▸ **Выбранный текст**

++++++++++

Сознаю, что я тогда начинала портиться, делаться более эгоистка, чем была раньше.
Спасибо и за то, что, кроме меня, никого не любил Лев Николаевич, и строгая, безукоризненная верность его и чистота по отношению к женщинам была поразительна. Но это в породе Толстых. Брат его Сергей Николаевич тоже прожил честную женатую жизнь со своей немолодой уже давно цыганкой Машей, некрасивой и совершенно ему чуждой по всему».
Если «безукоризненная верность» Льва Николаевича, бывшая «в породе Толстых», сравнивается с «верностью» Сергея Николаевича его цыганке Маше (достаточно вспомнить роман Сергея Николаевича с Татьяной Берс!), то весь этот абзац кажется надуманным и недостоверным. Конечно же, можно предположить, что Софья Андреевна имеет в виду «женатую жизнь» Сергея Николаевича после венчания, но это суждение кажется надуманным. Одни и те же многолетние отношения как-то неуместно делить на два периода — до венчания и после.
Но — все неприятное происходит при встречах. Разлука наполняет сердца нежностью с примесью печали.
«Как хорошо всё, что ты оставил мне списывать, — писала Софья Андреевна. — Как мне нравится княжна Марья! Так ее и видишь. И такой славный, симпатичный характер. Я тебе всё буду критиковать. Князь Андрей, по-моему, всё еще не ясен. Не знаешь, что он за человек. Если он умен, то как же он не понимает и не может растолковать себе свои отношения с женой».
«Сижу у тебя в кабинете, пишу и плачу. Плачу о своем счастье, о тебе, что тебя нет...»
«Посылаю тебе, милый Левочка... образок, который, как всегда, везде был с тобой, и потому и теперь пускай будет. Ты хоть и удивишься, что я тебе его посылаю, но мне будет приятно, если ты его возьмешь и сбережешь».

++++++++++

[Собранные записи данных]
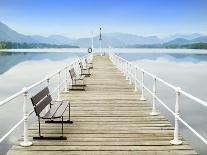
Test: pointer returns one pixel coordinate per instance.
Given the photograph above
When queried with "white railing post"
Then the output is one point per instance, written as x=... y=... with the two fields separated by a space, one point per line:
x=130 y=74
x=26 y=142
x=66 y=80
x=124 y=68
x=135 y=80
x=154 y=113
x=58 y=91
x=176 y=140
x=127 y=71
x=142 y=98
x=48 y=107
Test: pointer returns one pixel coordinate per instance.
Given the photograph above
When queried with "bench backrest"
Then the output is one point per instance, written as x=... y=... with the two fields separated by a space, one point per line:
x=72 y=73
x=41 y=100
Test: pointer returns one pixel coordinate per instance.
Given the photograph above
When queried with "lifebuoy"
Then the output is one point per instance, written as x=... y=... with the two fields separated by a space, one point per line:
x=90 y=50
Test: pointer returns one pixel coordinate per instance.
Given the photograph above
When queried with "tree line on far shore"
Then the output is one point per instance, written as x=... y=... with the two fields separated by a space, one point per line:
x=15 y=45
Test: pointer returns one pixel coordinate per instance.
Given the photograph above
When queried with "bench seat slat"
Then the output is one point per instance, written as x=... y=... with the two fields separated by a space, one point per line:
x=56 y=110
x=52 y=110
x=61 y=109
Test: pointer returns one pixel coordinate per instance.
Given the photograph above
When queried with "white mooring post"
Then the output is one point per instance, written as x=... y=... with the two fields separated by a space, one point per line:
x=127 y=71
x=66 y=80
x=176 y=140
x=154 y=113
x=26 y=142
x=135 y=80
x=142 y=96
x=58 y=91
x=48 y=107
x=130 y=74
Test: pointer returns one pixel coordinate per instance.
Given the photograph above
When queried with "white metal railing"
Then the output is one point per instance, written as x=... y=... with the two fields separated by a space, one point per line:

++++++++++

▸ **Порядок работы**
Воспроизведите без изменений фрагмент выбранного текста, который открывается словами «Спасибо и за» и завершается словами «венчания и после.». Строки представляют собой отдельный материал.

▸ **Место для ответа**
Спасибо и за то, что, кроме меня, никого не любил Лев Николаевич, и строгая, безукоризненная верность его и чистота по отношению к женщинам была поразительна. Но это в породе Толстых. Брат его Сергей Николаевич тоже прожил честную женатую жизнь со своей немолодой уже давно цыганкой Машей, некрасивой и совершенно ему чуждой по всему».
Если «безукоризненная верность» Льва Николаевича, бывшая «в породе Толстых», сравнивается с «верностью» Сергея Николаевича его цыганке Маше (достаточно вспомнить роман Сергея Николаевича с Татьяной Берс!), то весь этот абзац кажется надуманным и недостоверным. Конечно же, можно предположить, что Софья Андреевна имеет в виду «женатую жизнь» Сергея Николаевича после венчания, но это суждение кажется надуманным. Одни и те же многолетние отношения как-то неуместно делить на два периода — до венчания и после.